(Input for this task begins)

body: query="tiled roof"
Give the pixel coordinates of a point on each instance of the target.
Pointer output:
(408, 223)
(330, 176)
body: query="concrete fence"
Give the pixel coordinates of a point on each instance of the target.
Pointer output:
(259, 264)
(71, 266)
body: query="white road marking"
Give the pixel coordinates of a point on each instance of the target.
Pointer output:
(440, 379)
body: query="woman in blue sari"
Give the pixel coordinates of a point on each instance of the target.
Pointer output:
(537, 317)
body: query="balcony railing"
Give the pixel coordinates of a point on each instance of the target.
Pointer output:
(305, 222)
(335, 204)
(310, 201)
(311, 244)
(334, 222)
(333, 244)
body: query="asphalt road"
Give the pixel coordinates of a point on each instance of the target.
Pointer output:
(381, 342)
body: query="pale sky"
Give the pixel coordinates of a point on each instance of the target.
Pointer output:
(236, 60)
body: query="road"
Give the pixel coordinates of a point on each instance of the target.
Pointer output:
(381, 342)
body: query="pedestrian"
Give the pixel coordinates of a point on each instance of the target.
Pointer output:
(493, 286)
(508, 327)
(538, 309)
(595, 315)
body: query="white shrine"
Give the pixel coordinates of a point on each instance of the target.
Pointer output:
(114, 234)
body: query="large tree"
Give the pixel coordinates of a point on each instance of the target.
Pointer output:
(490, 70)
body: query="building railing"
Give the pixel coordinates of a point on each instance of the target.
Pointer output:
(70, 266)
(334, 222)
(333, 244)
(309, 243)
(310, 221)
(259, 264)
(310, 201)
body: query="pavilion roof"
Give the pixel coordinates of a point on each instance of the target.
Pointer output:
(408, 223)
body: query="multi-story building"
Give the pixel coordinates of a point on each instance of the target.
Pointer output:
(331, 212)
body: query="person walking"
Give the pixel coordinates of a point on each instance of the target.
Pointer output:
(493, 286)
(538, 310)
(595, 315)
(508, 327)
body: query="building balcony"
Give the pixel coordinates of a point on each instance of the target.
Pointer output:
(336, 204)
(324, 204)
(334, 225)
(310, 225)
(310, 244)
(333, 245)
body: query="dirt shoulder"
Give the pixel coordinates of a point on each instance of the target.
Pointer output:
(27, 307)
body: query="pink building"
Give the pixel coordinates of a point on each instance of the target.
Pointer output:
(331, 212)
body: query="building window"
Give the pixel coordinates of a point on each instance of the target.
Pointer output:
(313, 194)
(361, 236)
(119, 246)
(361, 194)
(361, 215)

(Input for this task ends)

=== Goal of the exercise ===
Retype each of the records, word for word, with nothing added or dropped.

=== Finished task ===
body: query="tiled roof"
Give the pixel coordinates of a point on each instance of the target.
Pointer output:
(408, 223)
(330, 176)
body: query="concrete fence"
Give the pixel coordinates of a point on each instance of the target.
Pointer output:
(259, 264)
(71, 266)
body: query="white road marking"
Give the pixel coordinates of a point on each instance of the target.
Pointer output:
(440, 379)
body: query="woman in blue sari"
Give the pixel coordinates of a point on each instance of the target.
Pointer output:
(537, 317)
body: query="balcony railing"
Give the pixel coordinates of a point on each instance of the target.
Pointer output:
(305, 222)
(335, 204)
(310, 201)
(311, 244)
(334, 222)
(333, 244)
body: query="asphalt road"
Give the pixel coordinates of a point on each instance of the target.
Pointer output:
(381, 342)
body: query="pale sky"
Give the pixel coordinates of a point on each instance of the target.
Pointer output:
(236, 60)
body: query="road"
Give the pixel coordinates of a point on each instance of the target.
Pointer output:
(381, 342)
body: query="pedestrian"
Give the pixel coordinates of a point on each instance of the target.
Pointer output:
(493, 286)
(508, 327)
(538, 309)
(595, 315)
body: query="white shrine"
Give the pixel coordinates of a point on each instance of the target.
Pointer output:
(114, 234)
body: query="large tree"
Give the pixel coordinates of a point on each instance of the target.
Pointer output:
(490, 70)
body: query="building railing"
Give the pixel coordinates of a point on each instance of the target.
Pointer output:
(70, 266)
(334, 222)
(333, 244)
(309, 243)
(310, 221)
(259, 264)
(310, 201)
body: query="pavilion roof"
Give the pixel coordinates of a point on each instance of the target.
Pointer output:
(408, 223)
body: query="multi-story building"
Give the pixel coordinates of a point on each instance of the target.
Pointer output:
(331, 212)
body: query="person walking"
Give the pixel coordinates of a point on each instance of the target.
Pointer output:
(493, 286)
(538, 310)
(595, 315)
(508, 327)
body: query="building balcony"
Give the pixel coordinates of a point on each instance of the target.
Pointer output:
(336, 204)
(324, 204)
(334, 225)
(310, 225)
(310, 244)
(333, 245)
body: query="dirt shoulder"
Give the pixel coordinates of a point on each instance of the target.
Pointer output:
(27, 307)
body: query="pink building"
Give the pixel coordinates of a point on each instance of the target.
Pointer output:
(331, 212)
body: query="building window"
Give the pixel coordinates of a point on each instance of the target.
Pointer output:
(313, 194)
(361, 236)
(119, 246)
(361, 194)
(361, 215)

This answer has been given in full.